Retype the passage of the article on devotion to the Black Nazarene that begins at the words "The Ayeras siblings" and stops after "over nine million.".

§ Page extract
::::::::::

Devotion to Nazarene a way of giving thanks, sacrifice
Despite waiting in line for hours, siblings Asher and Keith Ayeras have braved the heat of the sun just to touch and kiss the statue of the Black Nazarene.
“This has been our devotion. This is our sacrifice for the Lord,” 10-year old Keith told INQUIRER.net.
His older brother, Asher, said their devotion to the Black Nazarene had been a family tradition.
“Our family does this every year,” Asher said.
The Ayeras siblings are among the millions of Nazarene devotees who troop to the Quirino Grandstand in Manila for the annual traditional pahalik or kissing of the 400-year old statue.
Devotees who will be joining the Feast of the Black Nazarene this year are expected to swell to over nine million.
Asher and Keith were with their parents and another younger sibling during the pahalik on Friday morning.
“I hope that the bonds of our family will be stronger,” Keith said, adding that he also prayed for guidance in his studies.
At an early age, the two siblings knew the importance of their devotion.
“(Through this devotion) we hope to somehow repay Jesus for his sacrifice when He was nailed to the cross,” Keith said.
The two said they would commit to continue their devotion as they grew older.

::::::::::

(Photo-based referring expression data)

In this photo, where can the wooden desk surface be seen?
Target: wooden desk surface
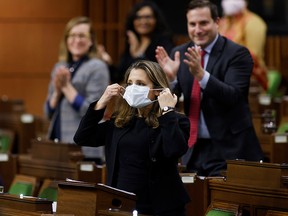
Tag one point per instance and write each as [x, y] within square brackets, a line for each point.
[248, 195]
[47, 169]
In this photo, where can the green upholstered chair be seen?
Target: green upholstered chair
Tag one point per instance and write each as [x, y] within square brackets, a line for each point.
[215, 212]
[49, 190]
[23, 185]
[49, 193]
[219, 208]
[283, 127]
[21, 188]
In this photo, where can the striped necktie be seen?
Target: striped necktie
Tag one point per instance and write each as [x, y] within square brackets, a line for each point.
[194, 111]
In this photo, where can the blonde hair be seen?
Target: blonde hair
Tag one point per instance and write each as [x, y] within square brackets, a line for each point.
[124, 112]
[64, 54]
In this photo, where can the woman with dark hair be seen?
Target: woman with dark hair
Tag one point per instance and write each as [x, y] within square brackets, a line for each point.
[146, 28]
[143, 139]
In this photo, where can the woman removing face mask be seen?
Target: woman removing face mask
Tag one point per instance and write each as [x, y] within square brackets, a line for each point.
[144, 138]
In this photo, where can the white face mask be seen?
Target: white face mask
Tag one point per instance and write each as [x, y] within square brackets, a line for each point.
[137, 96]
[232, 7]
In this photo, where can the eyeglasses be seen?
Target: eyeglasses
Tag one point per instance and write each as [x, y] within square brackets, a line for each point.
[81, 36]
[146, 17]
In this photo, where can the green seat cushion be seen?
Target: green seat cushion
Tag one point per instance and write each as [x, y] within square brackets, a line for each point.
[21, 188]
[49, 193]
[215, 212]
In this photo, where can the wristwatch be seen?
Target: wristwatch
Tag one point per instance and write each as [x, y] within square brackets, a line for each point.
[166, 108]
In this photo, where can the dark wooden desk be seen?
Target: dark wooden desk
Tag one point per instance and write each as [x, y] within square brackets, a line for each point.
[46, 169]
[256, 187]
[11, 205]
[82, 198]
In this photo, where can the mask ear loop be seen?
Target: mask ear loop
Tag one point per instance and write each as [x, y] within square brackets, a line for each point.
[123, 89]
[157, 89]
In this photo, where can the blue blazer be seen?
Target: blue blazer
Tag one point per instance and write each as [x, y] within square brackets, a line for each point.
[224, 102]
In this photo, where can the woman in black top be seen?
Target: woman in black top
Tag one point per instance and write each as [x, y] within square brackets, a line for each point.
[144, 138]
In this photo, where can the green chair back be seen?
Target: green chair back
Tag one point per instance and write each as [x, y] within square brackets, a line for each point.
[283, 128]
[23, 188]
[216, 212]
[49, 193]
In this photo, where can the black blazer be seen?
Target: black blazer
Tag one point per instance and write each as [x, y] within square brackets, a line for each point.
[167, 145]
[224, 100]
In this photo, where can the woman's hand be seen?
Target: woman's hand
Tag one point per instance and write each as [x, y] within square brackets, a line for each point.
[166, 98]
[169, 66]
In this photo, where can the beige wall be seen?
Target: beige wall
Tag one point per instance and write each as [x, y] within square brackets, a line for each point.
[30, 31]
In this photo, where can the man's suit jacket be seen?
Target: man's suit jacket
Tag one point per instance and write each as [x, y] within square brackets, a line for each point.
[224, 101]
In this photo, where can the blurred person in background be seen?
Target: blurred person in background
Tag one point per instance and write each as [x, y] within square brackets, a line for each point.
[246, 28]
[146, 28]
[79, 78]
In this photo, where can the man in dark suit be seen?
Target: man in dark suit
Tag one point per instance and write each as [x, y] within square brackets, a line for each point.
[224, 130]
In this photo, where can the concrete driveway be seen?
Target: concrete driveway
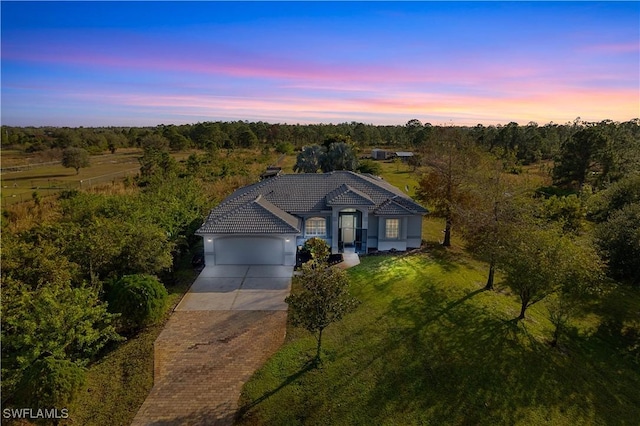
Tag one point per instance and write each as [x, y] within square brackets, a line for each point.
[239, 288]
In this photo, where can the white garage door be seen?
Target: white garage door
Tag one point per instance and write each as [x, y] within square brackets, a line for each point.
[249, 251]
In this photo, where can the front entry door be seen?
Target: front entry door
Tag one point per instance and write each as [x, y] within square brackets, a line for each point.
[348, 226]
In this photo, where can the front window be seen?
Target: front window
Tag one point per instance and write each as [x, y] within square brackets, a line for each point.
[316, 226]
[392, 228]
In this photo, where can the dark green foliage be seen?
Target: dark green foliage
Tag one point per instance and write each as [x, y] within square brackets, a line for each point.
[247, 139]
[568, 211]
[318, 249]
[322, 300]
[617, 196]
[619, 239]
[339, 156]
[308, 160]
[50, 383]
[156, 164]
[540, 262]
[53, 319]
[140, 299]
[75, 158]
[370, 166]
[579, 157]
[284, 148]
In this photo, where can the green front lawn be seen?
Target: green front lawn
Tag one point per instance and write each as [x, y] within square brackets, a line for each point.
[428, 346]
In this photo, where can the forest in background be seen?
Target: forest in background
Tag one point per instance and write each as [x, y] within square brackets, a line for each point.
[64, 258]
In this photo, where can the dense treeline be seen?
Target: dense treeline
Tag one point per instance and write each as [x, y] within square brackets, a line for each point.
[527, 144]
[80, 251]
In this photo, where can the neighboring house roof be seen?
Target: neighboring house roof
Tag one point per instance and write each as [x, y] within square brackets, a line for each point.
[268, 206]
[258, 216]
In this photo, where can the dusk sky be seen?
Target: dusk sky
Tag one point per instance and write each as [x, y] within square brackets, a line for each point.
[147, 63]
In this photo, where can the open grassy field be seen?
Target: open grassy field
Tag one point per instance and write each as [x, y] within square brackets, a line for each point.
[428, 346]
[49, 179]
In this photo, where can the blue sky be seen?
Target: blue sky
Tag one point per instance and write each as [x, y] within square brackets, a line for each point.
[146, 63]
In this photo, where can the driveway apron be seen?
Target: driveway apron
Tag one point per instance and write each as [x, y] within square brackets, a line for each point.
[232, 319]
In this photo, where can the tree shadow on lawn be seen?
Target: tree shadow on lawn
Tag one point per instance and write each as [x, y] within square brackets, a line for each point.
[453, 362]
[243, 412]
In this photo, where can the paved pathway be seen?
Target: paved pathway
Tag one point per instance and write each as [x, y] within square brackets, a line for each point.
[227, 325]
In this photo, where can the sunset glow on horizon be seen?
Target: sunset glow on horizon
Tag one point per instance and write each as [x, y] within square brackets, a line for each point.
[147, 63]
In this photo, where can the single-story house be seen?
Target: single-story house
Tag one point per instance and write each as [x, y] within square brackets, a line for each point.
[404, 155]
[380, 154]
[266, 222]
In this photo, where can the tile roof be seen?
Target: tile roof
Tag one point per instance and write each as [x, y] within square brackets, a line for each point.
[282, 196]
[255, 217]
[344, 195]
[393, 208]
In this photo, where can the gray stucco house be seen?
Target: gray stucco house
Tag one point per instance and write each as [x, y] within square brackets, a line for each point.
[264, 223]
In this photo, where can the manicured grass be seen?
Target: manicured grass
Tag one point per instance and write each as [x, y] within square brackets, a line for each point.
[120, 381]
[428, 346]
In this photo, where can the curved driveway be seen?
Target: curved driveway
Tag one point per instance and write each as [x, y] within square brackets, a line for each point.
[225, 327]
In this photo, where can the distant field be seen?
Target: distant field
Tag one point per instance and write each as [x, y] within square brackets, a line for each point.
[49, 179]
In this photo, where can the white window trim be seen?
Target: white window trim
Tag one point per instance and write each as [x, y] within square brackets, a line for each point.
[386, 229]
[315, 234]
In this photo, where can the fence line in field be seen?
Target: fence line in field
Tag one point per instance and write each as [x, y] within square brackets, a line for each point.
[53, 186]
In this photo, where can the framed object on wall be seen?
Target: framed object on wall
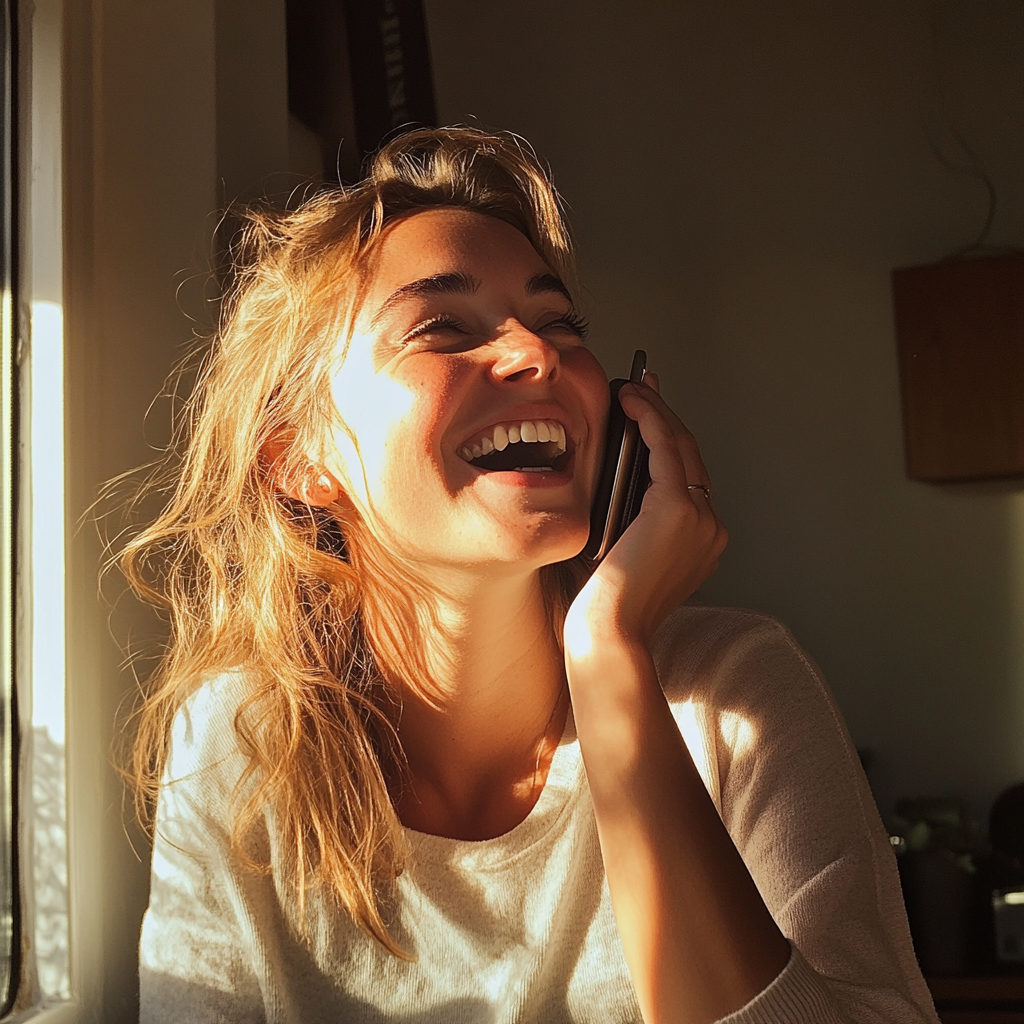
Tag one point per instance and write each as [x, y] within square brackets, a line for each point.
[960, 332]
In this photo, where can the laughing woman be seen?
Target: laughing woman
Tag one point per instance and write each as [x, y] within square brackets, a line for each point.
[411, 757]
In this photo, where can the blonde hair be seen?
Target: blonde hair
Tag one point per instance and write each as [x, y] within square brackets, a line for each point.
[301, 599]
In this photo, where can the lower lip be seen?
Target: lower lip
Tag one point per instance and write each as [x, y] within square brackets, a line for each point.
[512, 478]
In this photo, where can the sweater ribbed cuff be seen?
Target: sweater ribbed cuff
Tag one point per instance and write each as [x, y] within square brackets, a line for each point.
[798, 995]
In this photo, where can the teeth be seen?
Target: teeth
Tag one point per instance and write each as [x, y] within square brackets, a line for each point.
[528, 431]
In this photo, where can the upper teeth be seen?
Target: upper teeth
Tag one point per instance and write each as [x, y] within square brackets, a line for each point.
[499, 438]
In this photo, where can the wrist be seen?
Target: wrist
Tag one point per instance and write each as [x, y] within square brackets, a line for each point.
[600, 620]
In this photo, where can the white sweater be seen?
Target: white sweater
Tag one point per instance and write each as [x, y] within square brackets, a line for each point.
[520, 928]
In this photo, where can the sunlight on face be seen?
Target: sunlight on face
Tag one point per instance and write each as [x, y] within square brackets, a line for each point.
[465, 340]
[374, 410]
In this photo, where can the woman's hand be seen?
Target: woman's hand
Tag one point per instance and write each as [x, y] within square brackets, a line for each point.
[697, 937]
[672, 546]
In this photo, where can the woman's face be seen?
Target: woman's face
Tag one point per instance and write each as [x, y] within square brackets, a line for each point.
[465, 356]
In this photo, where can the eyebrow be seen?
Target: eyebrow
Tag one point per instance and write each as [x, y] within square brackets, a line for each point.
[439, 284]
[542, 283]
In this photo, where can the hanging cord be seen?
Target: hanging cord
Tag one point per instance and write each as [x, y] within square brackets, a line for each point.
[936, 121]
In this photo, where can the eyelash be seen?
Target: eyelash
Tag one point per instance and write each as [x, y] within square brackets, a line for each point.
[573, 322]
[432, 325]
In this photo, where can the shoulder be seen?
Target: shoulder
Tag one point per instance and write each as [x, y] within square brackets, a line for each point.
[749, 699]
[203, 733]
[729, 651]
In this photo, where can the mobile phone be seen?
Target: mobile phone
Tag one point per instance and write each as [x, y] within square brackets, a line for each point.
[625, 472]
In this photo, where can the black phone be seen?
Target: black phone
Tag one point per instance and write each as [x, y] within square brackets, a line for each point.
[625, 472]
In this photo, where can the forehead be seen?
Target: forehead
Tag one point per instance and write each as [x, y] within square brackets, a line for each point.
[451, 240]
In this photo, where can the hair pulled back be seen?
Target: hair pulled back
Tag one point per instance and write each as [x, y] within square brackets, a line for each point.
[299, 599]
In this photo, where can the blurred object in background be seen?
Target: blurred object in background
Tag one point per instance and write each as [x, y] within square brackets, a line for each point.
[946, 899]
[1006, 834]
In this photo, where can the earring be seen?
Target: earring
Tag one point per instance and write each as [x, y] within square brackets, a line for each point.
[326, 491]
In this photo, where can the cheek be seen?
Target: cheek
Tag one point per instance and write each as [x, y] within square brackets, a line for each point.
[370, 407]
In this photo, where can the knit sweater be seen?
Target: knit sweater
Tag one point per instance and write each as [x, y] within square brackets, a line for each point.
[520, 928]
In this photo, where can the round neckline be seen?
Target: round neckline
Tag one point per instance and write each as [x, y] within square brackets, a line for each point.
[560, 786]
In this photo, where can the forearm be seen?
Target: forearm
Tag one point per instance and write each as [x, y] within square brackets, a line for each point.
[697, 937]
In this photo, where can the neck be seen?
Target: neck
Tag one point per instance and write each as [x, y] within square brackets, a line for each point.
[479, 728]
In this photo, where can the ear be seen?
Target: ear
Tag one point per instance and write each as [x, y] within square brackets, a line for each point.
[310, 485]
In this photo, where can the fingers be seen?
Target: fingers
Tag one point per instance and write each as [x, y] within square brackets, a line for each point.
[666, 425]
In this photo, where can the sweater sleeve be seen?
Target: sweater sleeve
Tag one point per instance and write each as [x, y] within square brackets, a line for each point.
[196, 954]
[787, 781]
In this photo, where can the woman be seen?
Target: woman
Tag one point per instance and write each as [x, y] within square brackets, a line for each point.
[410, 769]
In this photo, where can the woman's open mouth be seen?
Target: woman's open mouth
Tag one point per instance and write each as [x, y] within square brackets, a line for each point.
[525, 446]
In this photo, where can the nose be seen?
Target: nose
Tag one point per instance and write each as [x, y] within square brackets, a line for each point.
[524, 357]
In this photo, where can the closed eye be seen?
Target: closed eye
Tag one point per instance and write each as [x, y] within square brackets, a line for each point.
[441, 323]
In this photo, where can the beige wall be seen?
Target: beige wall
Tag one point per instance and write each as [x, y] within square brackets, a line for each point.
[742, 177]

::::::::::

§ Output of the exercise
The Ayeras siblings are among the millions of Nazarene devotees who troop to the Quirino Grandstand in Manila for the annual traditional pahalik or kissing of the 400-year old statue.
Devotees who will be joining the Feast of the Black Nazarene this year are expected to swell to over nine million.